**Objectif énoncé 1**
Relevez dans l'extrait chaque partie du corps que la peur de Tatache investit ou tourmente.
**Objectif énoncé 2**
Selon l'extrait, dans combien de temps Tatache sera-t-il à Boston ?

**Extrait**
* * *
Prendre sa malle en patience

Qui donc est Blake?". Cette simple question suffit à remplir les journées déjà bien remplies de Tatache. Dans 48 heures il sera à Boston, et il ne sait toujours pas pourquoi. Une certaine peur a élu domicile dans ses tripes, torturant méthodiquement les contours de ses reins, titillant sa rate et grattant ses rétines. Tatache a les boules quoi. Il n'a aucune, mais alors aucune idée de ce que peut bien lui vouloir ce satané voisin américain (oui, les habitants du Sud sont désormais des cousins pour lui, il s'est en quelque sorte arrogé la citoyenneté canadienne, sans baiser les pieds de la reine ceci étant dit). Tatache sait parfaitement ce qu'il a à cacher et que retraverser la frontière est une prise de risque inconsidérée, le meilleur moyen de se rappeler aux bons souvenirs du BI (ce n'est que dans les années 40 que l'on a apposé un F au sigle), à la police bostonienne toujours friande de matraquage gratuit, et pire que tout, aux nombreux sectataires pullulant dans les bas-fonds de la ville.
* * *
**Données fournies**
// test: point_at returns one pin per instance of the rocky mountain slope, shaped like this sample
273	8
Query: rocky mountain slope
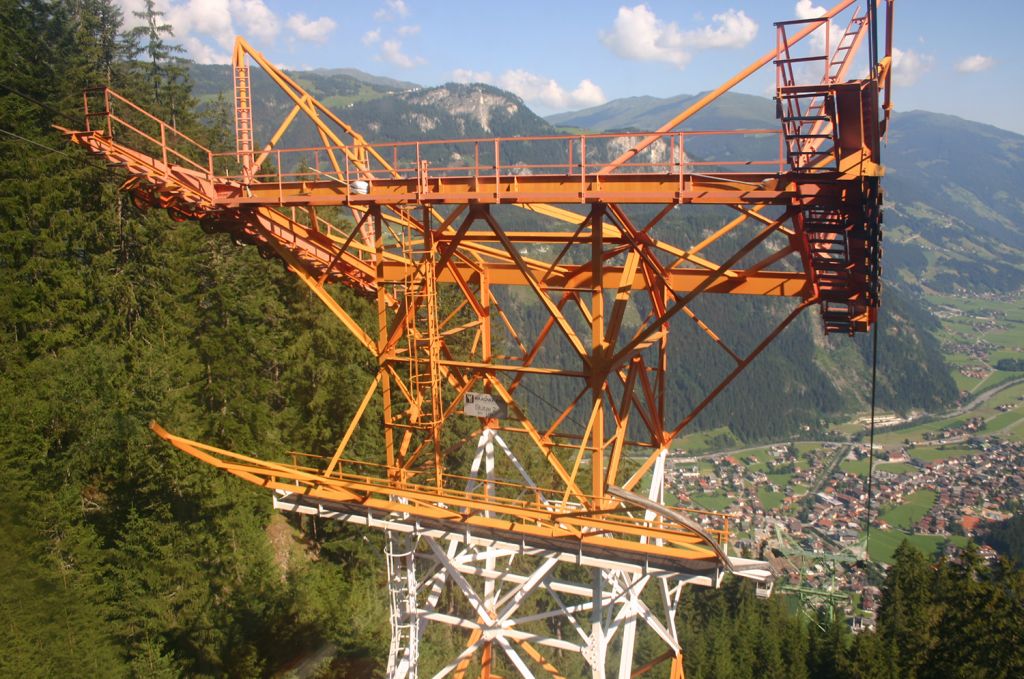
826	389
* * *
**Solution proposée 1**
Les tripes, les reins, la rate, les rétines.

**Solution proposée 2**
Dans 48 heures.